Task description:
From the page extract on submarine volcanoes, write out everything from "There are two" down to "extrapolate potential effects.".

There are two types of sound generated by submarine eruptions: One created by the slow release and bursting of large lava bubbles, while quick explosions of gas bubbles create the other one. Using this method to be able to distinguish the two can help measure the related effects on marine animals and ecosystems, the volume and composition of the lava flow can also be estimated and built into a model to extrapolate potential effects.

Scientists have connected sounds to sights in both types of eruptions. In 2009, a video camera and a hydrophone were floating 1,200 m below sea level in the Pacific Ocean near Samoa, watching and listening as the West Mata Volcano erupted in several ways. Putting video and audio together let researchers learn the sounds made by slow lava bursting and the different noises made by hundreds of gas bubbles.

==Research==
Scientists still have much to learn about the location and activity of underwater volcanoes. In the first two decades of this century, NOAA's Office of Ocean Exploration has funded exploration of submarine volcanoes, with the Ring of Fire missions to the Mariana Arc in the Pacific Ocean being particularly noteworthy. Using Remote Operated Vehicles (ROV), scientists studied underwater eruptions, ponds of molten sulfur, black smoker chimneys and even marine life adapted to this deep, hot environment.

Region pointing data:
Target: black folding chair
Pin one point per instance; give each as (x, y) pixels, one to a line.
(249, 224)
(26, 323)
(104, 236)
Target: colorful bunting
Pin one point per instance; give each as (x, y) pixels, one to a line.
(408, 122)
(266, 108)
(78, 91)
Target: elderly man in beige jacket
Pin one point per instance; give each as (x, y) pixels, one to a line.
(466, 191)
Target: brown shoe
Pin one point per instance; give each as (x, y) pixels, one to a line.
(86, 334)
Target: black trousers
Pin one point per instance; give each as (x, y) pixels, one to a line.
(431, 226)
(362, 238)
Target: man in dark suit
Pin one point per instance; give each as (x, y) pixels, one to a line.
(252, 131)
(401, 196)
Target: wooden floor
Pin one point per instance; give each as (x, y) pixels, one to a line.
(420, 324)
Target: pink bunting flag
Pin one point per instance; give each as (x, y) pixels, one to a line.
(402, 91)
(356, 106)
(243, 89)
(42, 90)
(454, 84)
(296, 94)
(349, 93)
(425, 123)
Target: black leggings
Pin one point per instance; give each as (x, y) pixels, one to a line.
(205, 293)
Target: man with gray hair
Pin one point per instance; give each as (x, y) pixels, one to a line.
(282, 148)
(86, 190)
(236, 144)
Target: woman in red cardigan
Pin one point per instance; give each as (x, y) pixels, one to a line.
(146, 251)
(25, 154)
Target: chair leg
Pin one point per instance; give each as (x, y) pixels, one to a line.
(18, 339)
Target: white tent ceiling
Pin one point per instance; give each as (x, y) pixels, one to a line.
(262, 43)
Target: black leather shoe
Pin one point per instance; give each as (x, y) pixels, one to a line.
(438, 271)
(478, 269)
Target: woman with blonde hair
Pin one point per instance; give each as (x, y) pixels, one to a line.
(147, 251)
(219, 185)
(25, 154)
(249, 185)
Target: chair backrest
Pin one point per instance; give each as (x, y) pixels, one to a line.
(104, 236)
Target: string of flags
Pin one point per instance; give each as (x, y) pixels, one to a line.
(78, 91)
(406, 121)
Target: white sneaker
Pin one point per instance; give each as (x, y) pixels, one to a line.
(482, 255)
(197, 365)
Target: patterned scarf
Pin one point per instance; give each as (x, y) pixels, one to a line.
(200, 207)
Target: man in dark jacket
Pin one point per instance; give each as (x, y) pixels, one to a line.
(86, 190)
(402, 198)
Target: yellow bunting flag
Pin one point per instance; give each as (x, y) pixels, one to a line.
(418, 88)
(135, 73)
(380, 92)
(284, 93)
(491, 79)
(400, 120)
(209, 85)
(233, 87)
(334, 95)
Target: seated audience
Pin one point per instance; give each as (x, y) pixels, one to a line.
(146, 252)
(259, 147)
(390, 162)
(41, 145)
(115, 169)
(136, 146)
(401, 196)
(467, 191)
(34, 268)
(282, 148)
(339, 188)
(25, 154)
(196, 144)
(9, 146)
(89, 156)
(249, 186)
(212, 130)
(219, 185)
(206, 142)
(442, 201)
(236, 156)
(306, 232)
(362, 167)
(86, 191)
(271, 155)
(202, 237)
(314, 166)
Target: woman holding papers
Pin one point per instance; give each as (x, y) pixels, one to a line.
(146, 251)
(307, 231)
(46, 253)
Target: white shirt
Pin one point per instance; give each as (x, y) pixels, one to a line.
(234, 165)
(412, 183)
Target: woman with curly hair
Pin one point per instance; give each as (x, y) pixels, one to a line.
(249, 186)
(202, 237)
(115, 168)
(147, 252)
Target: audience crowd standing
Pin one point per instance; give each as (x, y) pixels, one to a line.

Exercise answer:
There are two types of sound generated by submarine eruptions: One created by the slow release and bursting of large lava bubbles, while quick explosions of gas bubbles create the other one. Using this method to be able to distinguish the two can help measure the related effects on marine animals and ecosystems, the volume and composition of the lava flow can also be estimated and built into a model to extrapolate potential effects.